Waiting lists effort undermined, says ex-minister

John Carvel, social affairs editor
Saturday September 28, 2002
The Guardian


NHS consultants were accused yesterday of obstructing government plans to cut hospital waiting lists in order to keep a large pool of patients for their lucrative private practice.

Frank Field, the former Labour minister and pioneer of schemes to import foreign doctors to tackle waiting lists, said a minority of consultants were glad when patients had to wait many months because that gave them an incentive to jump the queue by paying to be treated privately.

He said it was as important for Tony Blair to face down this hard core of consultants as it had been to Lady Thatcher to face down Arthur Scargill. "Some consultants are determined that these schemes to treat patients abroad and bring over foreign doctors will not work. The waiting lists are the recruiting sergeants for private practice."

Mr Field was responding to an acknowledgement by the Department of Health that its initiative to import European consultants to increase the throughput of hospitals in England has resulted in only four local schemes.

(EXTRACTED DATA):
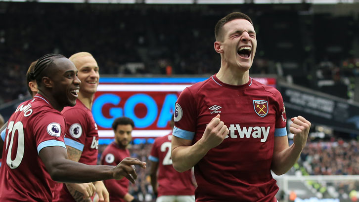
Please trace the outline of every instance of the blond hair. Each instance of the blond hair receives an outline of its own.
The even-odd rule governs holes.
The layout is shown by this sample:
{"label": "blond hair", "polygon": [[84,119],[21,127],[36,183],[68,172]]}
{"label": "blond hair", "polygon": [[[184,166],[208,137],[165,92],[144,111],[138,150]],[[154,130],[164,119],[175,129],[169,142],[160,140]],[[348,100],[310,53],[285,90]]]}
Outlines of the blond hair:
{"label": "blond hair", "polygon": [[71,62],[75,63],[74,61],[76,60],[76,59],[85,56],[90,56],[93,57],[93,56],[92,56],[92,55],[91,55],[91,53],[88,52],[80,52],[77,53],[75,53],[74,54],[70,56],[70,57],[69,58],[69,60],[71,60]]}

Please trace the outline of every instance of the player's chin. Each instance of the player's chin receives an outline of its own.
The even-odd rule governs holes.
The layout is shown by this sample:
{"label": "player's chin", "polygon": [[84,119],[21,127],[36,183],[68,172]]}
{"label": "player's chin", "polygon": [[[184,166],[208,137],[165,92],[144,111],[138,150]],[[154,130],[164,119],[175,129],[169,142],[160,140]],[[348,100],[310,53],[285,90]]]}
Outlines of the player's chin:
{"label": "player's chin", "polygon": [[67,102],[67,106],[69,107],[73,107],[76,104],[76,99],[69,99]]}

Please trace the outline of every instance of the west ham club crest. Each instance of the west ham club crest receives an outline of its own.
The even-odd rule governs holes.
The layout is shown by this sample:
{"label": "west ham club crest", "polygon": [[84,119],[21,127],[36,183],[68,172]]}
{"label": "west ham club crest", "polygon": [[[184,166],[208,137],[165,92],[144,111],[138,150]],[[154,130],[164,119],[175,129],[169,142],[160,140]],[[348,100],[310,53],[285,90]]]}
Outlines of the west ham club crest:
{"label": "west ham club crest", "polygon": [[266,100],[253,100],[254,111],[261,117],[264,117],[268,114],[268,102]]}

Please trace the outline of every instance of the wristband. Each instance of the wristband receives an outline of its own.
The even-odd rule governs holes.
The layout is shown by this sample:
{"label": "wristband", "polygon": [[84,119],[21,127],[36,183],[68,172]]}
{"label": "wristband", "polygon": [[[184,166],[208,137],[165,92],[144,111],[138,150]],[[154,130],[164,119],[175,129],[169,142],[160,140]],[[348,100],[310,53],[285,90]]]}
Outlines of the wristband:
{"label": "wristband", "polygon": [[133,200],[131,201],[131,202],[141,202],[141,201],[139,201],[139,200],[138,200],[138,199],[134,199],[134,200]]}

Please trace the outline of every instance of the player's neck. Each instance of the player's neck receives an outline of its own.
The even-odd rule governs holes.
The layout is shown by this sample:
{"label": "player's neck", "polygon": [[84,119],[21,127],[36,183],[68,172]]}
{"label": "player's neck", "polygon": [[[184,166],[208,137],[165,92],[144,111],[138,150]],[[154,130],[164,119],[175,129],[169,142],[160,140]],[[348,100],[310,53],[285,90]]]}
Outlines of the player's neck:
{"label": "player's neck", "polygon": [[61,106],[60,104],[59,104],[58,102],[57,102],[57,101],[56,101],[56,99],[52,96],[47,96],[46,95],[47,93],[44,93],[44,92],[40,90],[39,90],[38,93],[41,94],[45,99],[48,101],[50,105],[51,105],[51,106],[55,110],[58,111],[59,112],[61,112],[64,109],[64,106]]}
{"label": "player's neck", "polygon": [[216,77],[224,83],[240,85],[247,83],[249,81],[249,71],[240,71],[234,68],[222,66]]}
{"label": "player's neck", "polygon": [[94,95],[94,93],[87,94],[79,92],[78,93],[79,97],[77,99],[80,100],[88,109],[90,110],[92,107],[92,103],[93,102]]}

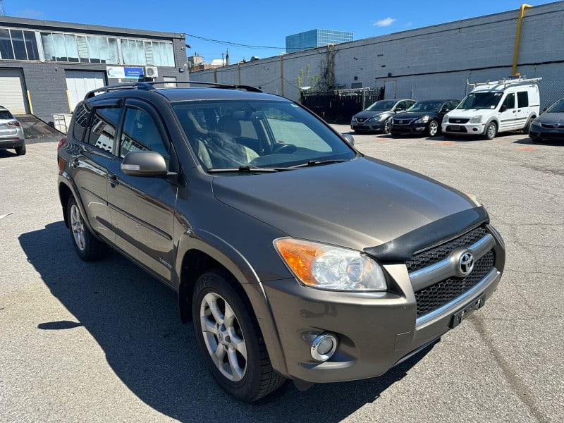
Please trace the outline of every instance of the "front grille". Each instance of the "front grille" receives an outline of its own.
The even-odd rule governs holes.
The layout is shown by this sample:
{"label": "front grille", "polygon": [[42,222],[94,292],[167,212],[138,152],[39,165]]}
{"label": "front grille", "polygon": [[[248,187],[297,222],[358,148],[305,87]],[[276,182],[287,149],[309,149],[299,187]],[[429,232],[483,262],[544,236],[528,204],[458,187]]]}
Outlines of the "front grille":
{"label": "front grille", "polygon": [[493,267],[495,258],[491,250],[476,262],[465,278],[448,278],[415,293],[417,318],[450,302],[479,283]]}
{"label": "front grille", "polygon": [[468,131],[466,130],[465,126],[458,126],[458,127],[453,127],[450,125],[446,127],[446,130],[448,132],[459,132],[459,133],[467,133]]}
{"label": "front grille", "polygon": [[541,123],[541,126],[547,129],[564,129],[564,123]]}
{"label": "front grille", "polygon": [[467,247],[484,238],[486,233],[487,231],[484,226],[478,226],[448,243],[418,252],[413,255],[411,260],[405,263],[407,266],[407,271],[415,271],[439,262],[448,257],[455,248]]}
{"label": "front grille", "polygon": [[467,123],[470,119],[463,119],[462,118],[448,118],[448,123]]}

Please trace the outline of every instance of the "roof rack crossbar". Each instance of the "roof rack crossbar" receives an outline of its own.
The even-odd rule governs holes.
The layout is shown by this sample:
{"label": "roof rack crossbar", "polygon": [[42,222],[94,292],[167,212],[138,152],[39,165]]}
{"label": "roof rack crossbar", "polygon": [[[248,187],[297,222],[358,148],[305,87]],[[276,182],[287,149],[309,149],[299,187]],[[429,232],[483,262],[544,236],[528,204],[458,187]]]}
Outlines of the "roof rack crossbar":
{"label": "roof rack crossbar", "polygon": [[252,92],[263,92],[262,90],[252,85],[237,85],[229,84],[221,84],[219,82],[207,82],[205,81],[153,81],[150,82],[145,82],[149,85],[154,85],[156,84],[194,84],[197,85],[208,85],[211,88],[223,88],[226,90],[244,90]]}
{"label": "roof rack crossbar", "polygon": [[97,94],[102,92],[109,92],[110,91],[116,91],[118,90],[133,90],[135,88],[137,90],[146,90],[147,91],[155,90],[155,88],[148,82],[121,82],[120,84],[100,87],[92,91],[89,91],[85,94],[84,99],[92,98]]}

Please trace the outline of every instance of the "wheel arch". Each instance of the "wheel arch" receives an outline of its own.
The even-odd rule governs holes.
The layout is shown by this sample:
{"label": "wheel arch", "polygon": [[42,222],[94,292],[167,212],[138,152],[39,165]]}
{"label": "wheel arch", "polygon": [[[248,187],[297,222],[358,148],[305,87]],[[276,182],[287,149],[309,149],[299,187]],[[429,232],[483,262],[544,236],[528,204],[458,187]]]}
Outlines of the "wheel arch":
{"label": "wheel arch", "polygon": [[[282,345],[270,305],[262,284],[250,264],[233,246],[226,243],[222,247],[231,250],[231,254],[228,255],[216,245],[206,243],[195,236],[188,237],[188,239],[180,243],[185,245],[182,254],[178,256],[182,257],[182,259],[179,259],[177,264],[178,308],[182,322],[185,324],[192,321],[192,301],[194,287],[198,278],[213,269],[227,271],[238,283],[235,283],[233,286],[235,291],[246,297],[250,304],[250,311],[258,321],[272,367],[279,373],[288,374],[286,361],[282,354]],[[233,257],[236,257],[236,259],[234,260]]]}

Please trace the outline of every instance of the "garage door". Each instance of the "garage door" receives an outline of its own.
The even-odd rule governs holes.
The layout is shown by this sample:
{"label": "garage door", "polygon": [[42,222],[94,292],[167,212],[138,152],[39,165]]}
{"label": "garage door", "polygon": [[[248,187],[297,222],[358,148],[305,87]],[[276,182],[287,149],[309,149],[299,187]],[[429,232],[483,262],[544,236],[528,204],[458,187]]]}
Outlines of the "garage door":
{"label": "garage door", "polygon": [[19,69],[0,69],[0,105],[12,114],[25,114],[22,73]]}
{"label": "garage door", "polygon": [[70,111],[74,111],[75,106],[84,99],[87,92],[106,85],[105,72],[66,70],[65,75]]}

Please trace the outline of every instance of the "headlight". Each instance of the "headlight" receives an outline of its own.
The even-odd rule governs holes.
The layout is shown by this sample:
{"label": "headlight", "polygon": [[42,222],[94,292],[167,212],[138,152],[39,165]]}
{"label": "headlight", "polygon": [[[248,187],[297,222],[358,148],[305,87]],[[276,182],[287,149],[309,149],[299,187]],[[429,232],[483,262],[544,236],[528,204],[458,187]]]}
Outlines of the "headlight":
{"label": "headlight", "polygon": [[288,238],[274,243],[292,273],[307,286],[350,291],[388,288],[380,265],[358,251]]}
{"label": "headlight", "polygon": [[415,123],[427,123],[427,122],[429,122],[429,116],[425,115],[424,116],[422,116],[415,121]]}
{"label": "headlight", "polygon": [[482,122],[482,115],[474,116],[470,119],[470,123],[479,123]]}

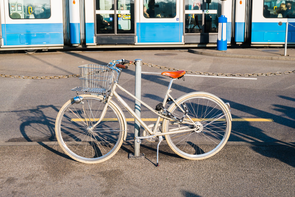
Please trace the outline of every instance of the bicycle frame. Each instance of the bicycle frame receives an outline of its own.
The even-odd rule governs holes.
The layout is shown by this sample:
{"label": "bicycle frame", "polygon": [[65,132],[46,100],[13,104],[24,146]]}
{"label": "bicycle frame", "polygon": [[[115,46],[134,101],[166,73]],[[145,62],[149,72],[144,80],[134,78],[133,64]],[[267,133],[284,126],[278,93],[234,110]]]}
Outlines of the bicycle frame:
{"label": "bicycle frame", "polygon": [[[170,98],[171,99],[171,100],[172,100],[175,104],[179,108],[181,109],[182,112],[183,113],[184,112],[184,110],[175,101],[175,100],[173,98],[172,96],[170,95],[170,93],[171,91],[170,89],[171,88],[171,87],[172,86],[172,84],[173,83],[173,81],[174,80],[176,79],[171,79],[170,82],[170,83],[169,84],[169,85],[168,86],[168,89],[167,90],[167,91],[166,92],[166,94],[165,95],[165,96],[164,97],[164,100],[163,102],[163,106],[164,107],[165,106],[165,105],[167,103],[167,101],[168,98]],[[124,100],[118,94],[118,93],[116,92],[116,89],[117,87],[118,87],[122,91],[124,92],[127,93],[128,95],[129,95],[131,97],[132,97],[134,99],[136,100],[137,100],[138,101],[138,102],[140,102],[141,104],[144,105],[147,108],[150,110],[152,111],[152,112],[153,112],[154,113],[155,113],[158,115],[158,117],[157,118],[157,121],[155,123],[155,124],[154,126],[154,129],[153,131],[150,128],[145,124],[144,122],[143,121],[140,119],[140,118],[138,117],[138,116],[136,115],[135,112],[130,107],[129,105],[126,103],[126,102],[124,101]],[[103,110],[103,112],[101,113],[101,116],[99,120],[94,125],[92,126],[93,127],[95,127],[96,125],[97,125],[102,120],[103,117],[104,116],[105,113],[106,111],[106,109],[107,108],[109,102],[110,100],[112,99],[113,96],[114,96],[116,98],[117,100],[118,100],[118,101],[126,109],[126,110],[128,111],[128,112],[131,115],[137,120],[140,123],[144,128],[151,135],[154,135],[155,136],[158,136],[163,135],[163,133],[162,132],[160,133],[156,133],[156,132],[157,131],[157,129],[160,123],[160,121],[161,118],[163,118],[166,119],[170,120],[172,120],[173,121],[175,121],[175,120],[174,119],[170,118],[167,117],[167,116],[165,116],[161,114],[161,113],[162,112],[163,110],[161,110],[160,111],[158,111],[151,107],[148,105],[147,105],[141,100],[135,97],[134,95],[132,95],[132,94],[128,92],[127,90],[124,89],[123,87],[119,85],[118,84],[118,80],[117,80],[114,83],[114,85],[113,86],[113,87],[112,88],[112,90],[111,92],[110,93],[108,97],[106,105],[104,107],[104,108]],[[192,125],[194,125],[196,127],[196,125],[195,123],[194,123],[194,122],[193,121],[193,120],[191,119],[191,118],[187,115],[186,115],[186,116],[191,121],[191,122],[186,122],[185,121],[183,121],[182,122],[183,123],[187,123],[188,124],[191,124]],[[188,127],[188,128],[189,127]],[[187,132],[190,131],[193,131],[195,130],[195,128],[194,128],[188,129],[183,129],[181,131],[179,131],[178,129],[176,129],[176,131],[170,131],[168,132],[165,132],[165,135],[169,135],[171,134],[173,134],[176,133],[182,133],[184,132]]]}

(TASKS TO CARRY OUT):
1: List every person the waiting lists article names.
2: Proceed with the waiting lists article from the point where it stops.

(PER-TASK ANSWERS):
1:
John Carvel
Frank Field
Tony Blair
Lady Thatcher
Arthur Scargill

2:
The chief executive of Birmingham City hospital said a team of surgeons from Germany recruited to help reduce the waiting lists had returned home without carrying out a single operation. According to a report in the Health Service Journal, two ophthalmologists and two anaesthetists were expecting to perform 1,000 eye operations, but were blocked by local consultants, who argued that the waiting list for cataracts was not long enough to justify the scheme.

Hans Finck, managing director of German Medicine Net, the company that brought over the doctors, refused to discuss the Birmingham case, but raised questions about the attitude of UK consultants elsewhere.

He said: "It seems that in some cases there are conflicts of interest in the local health economy because a long waiting list can be seen as an added incentive for patients to go private. A shorter waiting list would take away that incentive."

The Department of Health said any obstruction by consultants was a local matter that should be handled by the hospitals concerned.

"Four overseas clinical teams are in place, including a London-wide project at Central Middlesex hospital, where at least 1,200 patients will have been treated by the end of this year," a spokeswoman said. "Clinicians have been recruited from France, Germany, Italy and South Africa. More schemes will also come on stream next month as more trusts take advantage of the opportunities this project provides.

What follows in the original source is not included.